### Reading passage
The excruciating story of a young man on a quest for knowledge and experience, a search that eventually cooked his goose, told with the flair of a seasoned investigative reporter by Outside magazine contributing editor Krakauer (Eiger Dreams, 1990).
Chris McCandless loved the road, the unadorned life, the Tolstoyan call to asceticism. After graduating college, he took off on another of his long destinationless journeys, this time cutting all contact with his family and changing his name to Alex Supertramp. He was a gent of strong opinions, and he shared them with those he met: "You must lose your inclination for monotonous security and adopt a helter-skelter style of life''; "be nomadic.'' Ultimately, in 1992, his terms got him into mortal trouble when he ran up against something—the Alaskan wild—that didn't give a hoot about Supertramp's worldview; his decomposed corpse was found 16 weeks after he entered the bush. Many people felt McCandless was just a hubris-laden jerk with a death wish (he had discarded his map before going into the wild and brought no food but a bag of rice). Krakauer thought not. Admitting an interest that bordered on obsession, he dug deep into McCandless's life. He found a willful, reckless, moody boyhood; an ugly little secret that sundered the relationship between father and son; a moral absolutism that agitated the young man's soul and drove him to extremes; but he was no more a nutcase than other pilgrims. Writing in supple, electric prose, Krakauer tries to make sense of McCandless (while scrupulously avoiding off-the-rack psychoanalysis): his risky behavior and the rites associated with it, his asceticism, his love of wide open spaces, the flights of his soul.

### Task details
Reproduce the passage of the book review above word for word, from "The excruciating story" to "(Eiger Dreams, 1990).".

### Rows

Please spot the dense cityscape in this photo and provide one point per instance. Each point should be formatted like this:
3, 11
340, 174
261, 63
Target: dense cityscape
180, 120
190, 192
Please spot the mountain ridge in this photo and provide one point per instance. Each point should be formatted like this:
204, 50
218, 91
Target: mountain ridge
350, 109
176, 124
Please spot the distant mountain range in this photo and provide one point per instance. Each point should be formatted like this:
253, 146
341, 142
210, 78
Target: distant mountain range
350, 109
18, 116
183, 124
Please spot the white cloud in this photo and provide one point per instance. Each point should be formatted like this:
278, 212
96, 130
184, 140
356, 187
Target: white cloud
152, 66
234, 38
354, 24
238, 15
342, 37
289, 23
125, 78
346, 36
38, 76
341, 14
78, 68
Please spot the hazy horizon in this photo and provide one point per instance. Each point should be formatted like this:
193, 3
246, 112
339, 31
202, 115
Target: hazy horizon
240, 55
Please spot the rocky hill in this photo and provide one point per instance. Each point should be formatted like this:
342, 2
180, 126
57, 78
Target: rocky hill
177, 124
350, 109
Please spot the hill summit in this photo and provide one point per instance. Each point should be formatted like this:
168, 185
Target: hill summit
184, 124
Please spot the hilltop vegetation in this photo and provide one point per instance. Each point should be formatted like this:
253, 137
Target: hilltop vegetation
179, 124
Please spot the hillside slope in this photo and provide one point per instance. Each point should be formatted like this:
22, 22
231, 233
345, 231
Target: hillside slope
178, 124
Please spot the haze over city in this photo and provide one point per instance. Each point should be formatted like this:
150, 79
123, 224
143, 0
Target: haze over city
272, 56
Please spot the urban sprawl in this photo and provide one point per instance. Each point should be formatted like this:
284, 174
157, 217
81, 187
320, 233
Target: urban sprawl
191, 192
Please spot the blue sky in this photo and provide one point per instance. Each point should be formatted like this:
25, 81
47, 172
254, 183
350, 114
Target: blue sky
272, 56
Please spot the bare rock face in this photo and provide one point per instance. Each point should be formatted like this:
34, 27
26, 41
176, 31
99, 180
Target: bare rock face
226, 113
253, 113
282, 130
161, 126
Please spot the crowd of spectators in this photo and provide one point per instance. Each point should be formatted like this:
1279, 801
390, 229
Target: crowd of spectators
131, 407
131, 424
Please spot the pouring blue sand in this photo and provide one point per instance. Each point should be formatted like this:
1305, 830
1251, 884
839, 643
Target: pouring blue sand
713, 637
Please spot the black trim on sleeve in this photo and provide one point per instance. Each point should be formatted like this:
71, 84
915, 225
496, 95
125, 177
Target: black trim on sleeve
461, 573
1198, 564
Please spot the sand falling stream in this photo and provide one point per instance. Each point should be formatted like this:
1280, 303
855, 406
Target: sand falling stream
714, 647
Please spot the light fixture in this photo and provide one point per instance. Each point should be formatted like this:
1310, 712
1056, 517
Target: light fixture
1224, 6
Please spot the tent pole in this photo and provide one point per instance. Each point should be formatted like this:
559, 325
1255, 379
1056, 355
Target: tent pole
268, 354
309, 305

### Response to this task
The excruciating story of a young man on a quest for knowledge and experience, a search that eventually cooked his goose, told with the flair of a seasoned investigative reporter by Outside magazine contributing editor Krakauer (Eiger Dreams, 1990).